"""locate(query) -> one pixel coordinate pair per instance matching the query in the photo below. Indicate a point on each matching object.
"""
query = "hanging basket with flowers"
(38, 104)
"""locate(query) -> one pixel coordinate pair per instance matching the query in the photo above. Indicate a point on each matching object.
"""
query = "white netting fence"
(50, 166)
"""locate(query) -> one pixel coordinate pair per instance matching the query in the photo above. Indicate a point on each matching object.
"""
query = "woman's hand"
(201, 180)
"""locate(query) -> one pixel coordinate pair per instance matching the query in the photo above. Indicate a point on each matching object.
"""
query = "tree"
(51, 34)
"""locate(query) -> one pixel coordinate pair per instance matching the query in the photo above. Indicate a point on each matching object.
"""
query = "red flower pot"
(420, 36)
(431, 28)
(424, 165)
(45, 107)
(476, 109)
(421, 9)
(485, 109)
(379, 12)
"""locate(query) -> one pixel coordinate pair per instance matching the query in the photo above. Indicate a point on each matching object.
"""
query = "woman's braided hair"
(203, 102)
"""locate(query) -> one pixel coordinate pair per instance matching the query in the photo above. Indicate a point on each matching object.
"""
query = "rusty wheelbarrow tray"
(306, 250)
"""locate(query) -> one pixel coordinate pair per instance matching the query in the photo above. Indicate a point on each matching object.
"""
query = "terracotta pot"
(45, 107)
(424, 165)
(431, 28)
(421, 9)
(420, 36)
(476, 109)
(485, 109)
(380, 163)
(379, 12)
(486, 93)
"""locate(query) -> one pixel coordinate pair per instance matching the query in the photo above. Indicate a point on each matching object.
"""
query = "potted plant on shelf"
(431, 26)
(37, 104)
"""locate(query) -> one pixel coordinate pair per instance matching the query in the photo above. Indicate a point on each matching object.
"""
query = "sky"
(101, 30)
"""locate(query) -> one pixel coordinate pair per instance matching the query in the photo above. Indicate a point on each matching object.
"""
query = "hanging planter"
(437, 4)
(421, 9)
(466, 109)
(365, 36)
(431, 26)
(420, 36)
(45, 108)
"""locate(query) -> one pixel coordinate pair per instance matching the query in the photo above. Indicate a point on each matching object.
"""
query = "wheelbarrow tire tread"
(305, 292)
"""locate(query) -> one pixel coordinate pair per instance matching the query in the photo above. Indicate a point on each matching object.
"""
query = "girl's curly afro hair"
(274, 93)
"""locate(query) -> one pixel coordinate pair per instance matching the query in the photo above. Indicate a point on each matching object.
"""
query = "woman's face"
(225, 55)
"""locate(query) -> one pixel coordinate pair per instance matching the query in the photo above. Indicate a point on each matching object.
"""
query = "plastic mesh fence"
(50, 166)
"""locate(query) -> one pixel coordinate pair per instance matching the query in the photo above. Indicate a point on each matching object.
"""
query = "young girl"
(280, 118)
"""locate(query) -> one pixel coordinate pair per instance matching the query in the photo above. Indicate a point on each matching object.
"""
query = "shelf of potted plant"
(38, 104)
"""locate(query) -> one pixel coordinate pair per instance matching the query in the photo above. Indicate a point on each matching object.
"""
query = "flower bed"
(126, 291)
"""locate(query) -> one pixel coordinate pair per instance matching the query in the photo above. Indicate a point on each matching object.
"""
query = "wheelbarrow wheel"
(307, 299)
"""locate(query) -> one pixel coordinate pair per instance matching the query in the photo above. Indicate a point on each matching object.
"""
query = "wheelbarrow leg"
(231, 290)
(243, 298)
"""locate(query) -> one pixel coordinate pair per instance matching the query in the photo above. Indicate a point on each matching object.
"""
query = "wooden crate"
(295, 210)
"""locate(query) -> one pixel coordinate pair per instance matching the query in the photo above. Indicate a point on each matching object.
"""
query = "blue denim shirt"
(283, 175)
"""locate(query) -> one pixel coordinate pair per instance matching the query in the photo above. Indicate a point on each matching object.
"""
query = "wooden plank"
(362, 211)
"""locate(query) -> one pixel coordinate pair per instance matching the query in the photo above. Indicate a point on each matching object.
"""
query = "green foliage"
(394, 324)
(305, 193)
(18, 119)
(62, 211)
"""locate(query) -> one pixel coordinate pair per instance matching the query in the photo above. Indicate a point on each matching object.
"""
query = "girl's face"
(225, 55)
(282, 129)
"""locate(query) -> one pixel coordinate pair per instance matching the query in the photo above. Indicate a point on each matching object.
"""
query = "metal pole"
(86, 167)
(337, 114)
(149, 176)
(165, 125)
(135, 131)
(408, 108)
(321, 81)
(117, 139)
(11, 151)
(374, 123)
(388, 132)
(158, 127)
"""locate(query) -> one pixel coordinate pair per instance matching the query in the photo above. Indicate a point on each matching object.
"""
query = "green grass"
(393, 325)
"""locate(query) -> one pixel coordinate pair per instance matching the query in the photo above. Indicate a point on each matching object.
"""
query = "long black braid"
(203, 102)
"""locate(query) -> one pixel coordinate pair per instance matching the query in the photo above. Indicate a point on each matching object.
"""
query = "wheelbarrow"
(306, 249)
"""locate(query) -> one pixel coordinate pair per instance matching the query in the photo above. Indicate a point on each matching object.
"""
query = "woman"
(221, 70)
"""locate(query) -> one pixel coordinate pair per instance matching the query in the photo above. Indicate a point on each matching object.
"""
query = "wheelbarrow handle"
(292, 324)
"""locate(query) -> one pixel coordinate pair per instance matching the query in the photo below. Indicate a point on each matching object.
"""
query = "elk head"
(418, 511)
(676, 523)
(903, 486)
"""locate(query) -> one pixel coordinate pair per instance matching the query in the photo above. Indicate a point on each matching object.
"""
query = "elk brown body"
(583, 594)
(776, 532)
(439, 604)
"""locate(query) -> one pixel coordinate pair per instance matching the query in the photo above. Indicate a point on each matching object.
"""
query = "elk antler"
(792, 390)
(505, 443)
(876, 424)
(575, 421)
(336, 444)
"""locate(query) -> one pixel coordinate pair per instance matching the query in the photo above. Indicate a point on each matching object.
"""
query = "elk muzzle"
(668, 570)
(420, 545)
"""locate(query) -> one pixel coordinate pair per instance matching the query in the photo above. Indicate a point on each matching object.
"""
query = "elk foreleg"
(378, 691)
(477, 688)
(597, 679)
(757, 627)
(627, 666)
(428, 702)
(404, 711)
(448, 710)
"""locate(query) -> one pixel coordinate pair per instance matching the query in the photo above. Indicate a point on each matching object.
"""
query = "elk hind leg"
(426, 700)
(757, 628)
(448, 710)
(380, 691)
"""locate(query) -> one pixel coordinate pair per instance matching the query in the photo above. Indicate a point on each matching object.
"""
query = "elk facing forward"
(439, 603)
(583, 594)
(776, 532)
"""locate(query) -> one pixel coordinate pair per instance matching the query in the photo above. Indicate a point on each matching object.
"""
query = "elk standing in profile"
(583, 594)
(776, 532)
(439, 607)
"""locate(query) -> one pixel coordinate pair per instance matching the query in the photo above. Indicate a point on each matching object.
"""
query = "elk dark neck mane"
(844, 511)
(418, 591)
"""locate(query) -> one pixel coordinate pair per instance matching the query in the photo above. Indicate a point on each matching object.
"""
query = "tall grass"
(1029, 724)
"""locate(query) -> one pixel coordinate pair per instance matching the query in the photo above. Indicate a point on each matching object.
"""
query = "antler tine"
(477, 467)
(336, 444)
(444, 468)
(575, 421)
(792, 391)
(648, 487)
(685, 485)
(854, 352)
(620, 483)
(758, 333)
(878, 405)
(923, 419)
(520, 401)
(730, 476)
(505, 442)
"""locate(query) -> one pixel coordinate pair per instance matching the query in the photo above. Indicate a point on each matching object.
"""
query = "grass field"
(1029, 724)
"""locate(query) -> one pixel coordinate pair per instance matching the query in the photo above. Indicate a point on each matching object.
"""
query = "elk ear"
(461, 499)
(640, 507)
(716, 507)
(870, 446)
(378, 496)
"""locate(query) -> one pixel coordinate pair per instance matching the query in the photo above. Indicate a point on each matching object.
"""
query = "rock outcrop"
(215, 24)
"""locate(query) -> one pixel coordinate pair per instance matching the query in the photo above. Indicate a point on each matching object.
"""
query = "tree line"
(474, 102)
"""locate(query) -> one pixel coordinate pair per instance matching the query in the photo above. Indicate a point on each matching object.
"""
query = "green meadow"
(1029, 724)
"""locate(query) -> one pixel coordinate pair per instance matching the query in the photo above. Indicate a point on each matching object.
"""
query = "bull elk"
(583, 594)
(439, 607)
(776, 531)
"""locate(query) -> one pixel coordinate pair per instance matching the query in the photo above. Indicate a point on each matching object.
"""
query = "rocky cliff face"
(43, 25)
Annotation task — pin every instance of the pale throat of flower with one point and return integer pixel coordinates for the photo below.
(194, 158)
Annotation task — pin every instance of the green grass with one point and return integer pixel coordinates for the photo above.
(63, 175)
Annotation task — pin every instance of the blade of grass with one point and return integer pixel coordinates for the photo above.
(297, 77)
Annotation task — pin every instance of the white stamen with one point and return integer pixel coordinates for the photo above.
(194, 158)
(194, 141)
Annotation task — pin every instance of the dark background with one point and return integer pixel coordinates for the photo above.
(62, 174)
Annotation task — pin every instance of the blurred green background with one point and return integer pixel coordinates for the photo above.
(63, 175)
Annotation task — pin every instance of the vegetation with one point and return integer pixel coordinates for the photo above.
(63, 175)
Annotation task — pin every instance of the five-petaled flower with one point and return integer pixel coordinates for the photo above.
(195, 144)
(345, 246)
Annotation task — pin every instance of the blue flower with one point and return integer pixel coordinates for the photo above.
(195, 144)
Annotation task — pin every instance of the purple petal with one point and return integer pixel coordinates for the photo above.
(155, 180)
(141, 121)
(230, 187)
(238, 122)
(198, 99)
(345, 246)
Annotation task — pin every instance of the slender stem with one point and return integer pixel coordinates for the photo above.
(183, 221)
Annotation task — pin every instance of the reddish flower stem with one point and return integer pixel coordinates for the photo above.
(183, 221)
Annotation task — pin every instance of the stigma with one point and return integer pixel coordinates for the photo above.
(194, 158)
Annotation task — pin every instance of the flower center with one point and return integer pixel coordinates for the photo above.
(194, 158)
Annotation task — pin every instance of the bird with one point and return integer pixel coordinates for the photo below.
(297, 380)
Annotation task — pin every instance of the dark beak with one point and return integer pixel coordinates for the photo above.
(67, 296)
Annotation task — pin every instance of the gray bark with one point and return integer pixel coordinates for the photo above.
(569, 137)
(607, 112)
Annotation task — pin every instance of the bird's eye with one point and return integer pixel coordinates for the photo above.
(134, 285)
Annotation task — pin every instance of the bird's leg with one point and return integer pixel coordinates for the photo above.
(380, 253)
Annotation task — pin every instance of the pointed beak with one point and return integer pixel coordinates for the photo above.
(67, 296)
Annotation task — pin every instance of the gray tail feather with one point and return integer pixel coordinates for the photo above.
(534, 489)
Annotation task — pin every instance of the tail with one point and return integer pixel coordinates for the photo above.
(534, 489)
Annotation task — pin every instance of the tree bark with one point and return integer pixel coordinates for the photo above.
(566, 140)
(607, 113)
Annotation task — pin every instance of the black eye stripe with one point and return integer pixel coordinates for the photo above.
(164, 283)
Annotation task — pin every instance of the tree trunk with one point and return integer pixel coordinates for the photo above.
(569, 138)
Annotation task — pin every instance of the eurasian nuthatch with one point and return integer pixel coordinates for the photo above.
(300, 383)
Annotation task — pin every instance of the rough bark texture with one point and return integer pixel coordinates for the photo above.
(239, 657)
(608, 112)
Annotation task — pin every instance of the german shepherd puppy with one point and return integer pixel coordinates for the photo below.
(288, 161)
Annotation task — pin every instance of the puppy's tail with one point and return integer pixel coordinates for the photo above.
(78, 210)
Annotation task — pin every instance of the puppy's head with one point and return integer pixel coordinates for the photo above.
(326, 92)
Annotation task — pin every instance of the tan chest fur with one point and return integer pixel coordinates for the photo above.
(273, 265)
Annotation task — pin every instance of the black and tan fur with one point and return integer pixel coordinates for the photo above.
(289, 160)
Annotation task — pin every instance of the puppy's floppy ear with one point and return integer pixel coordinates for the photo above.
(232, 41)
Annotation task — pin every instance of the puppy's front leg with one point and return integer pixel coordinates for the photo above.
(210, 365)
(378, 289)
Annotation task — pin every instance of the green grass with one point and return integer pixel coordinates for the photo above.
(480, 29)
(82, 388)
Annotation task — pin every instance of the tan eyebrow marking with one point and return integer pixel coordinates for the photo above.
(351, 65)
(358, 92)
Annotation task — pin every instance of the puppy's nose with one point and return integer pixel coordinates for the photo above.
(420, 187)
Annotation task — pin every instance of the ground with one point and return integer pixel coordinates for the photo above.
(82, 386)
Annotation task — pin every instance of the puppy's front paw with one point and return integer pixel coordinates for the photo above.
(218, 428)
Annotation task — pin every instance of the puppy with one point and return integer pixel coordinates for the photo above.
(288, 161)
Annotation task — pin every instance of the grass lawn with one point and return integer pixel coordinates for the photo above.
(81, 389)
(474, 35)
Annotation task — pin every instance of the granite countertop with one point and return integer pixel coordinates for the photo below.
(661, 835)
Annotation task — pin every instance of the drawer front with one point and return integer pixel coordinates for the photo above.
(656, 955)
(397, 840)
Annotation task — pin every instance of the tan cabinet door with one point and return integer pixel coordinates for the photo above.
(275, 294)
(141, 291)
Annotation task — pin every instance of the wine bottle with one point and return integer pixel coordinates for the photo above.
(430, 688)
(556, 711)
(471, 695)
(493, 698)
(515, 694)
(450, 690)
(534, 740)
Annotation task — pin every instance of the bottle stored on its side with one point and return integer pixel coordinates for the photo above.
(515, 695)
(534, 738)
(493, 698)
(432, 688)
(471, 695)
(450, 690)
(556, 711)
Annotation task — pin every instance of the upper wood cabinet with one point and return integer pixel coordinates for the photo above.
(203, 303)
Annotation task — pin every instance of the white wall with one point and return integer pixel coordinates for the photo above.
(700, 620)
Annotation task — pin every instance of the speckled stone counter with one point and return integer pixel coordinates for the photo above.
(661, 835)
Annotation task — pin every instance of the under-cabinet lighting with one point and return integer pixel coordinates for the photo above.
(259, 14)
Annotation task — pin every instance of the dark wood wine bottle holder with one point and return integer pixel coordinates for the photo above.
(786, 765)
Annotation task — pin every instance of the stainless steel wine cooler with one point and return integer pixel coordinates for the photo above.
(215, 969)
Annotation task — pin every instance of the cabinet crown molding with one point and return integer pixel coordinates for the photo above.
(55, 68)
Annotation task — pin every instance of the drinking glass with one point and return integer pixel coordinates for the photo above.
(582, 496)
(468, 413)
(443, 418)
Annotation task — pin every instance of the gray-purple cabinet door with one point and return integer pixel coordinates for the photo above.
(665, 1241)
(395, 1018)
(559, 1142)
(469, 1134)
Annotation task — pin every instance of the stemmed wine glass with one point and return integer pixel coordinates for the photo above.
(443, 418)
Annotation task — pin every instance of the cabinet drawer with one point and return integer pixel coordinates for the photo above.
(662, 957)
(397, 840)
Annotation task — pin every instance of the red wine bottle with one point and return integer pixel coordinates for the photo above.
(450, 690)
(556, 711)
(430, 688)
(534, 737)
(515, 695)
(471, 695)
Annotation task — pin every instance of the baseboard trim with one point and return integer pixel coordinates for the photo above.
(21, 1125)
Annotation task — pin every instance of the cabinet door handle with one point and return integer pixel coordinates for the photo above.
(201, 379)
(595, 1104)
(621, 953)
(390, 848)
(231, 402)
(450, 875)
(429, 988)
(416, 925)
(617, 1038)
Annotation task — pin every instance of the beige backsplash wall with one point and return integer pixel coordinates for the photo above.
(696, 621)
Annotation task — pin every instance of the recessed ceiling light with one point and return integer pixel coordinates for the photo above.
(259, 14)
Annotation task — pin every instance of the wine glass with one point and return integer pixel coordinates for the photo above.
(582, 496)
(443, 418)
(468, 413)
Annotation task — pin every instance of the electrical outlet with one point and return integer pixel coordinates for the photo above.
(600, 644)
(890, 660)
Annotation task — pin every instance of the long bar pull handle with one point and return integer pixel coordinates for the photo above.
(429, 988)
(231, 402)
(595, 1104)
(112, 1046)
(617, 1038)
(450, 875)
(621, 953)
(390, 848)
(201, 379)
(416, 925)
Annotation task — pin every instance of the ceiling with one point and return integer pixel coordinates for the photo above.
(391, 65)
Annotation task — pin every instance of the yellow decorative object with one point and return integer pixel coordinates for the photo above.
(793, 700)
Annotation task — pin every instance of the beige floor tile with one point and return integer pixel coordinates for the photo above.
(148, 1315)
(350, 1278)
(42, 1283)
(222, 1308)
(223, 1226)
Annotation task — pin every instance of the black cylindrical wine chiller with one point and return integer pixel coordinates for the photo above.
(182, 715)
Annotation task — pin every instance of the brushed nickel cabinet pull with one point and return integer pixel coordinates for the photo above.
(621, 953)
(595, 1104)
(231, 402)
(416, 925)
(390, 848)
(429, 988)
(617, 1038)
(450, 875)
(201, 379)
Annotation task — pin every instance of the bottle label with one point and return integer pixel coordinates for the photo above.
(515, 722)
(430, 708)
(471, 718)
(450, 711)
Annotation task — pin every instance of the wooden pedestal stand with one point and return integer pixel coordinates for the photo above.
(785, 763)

......

#### Work item:
From where "Annotation task — pin every instance of the beige floor" appears to the last line of the listing above, please write out every line exactly; leave out the rest.

#### Answer to the exercise:
Annotation task — pin every instance of the beige floor tile with one point and return integer pixel coordinates for the photo above.
(148, 1315)
(350, 1278)
(42, 1283)
(222, 1308)
(223, 1226)
Annotation task — pin every instance of the black cylindrical wine chiller with one point and return integer pixel coordinates for the photo above.
(182, 715)
Annotation task — pin every instance of the brushed nickel cabinet pull with one point and return integer pixel coordinates for the photo above.
(621, 953)
(595, 1104)
(231, 402)
(416, 925)
(390, 848)
(429, 988)
(617, 1038)
(450, 875)
(201, 379)
Annotation task — pin every instance of the bottle label with one point and return integer pixel coordinates for the photo above.
(515, 722)
(430, 708)
(471, 718)
(450, 711)
Annotation task — pin every instance of the wooden pedestal stand with one point and return integer pixel coordinates for the photo above.
(785, 763)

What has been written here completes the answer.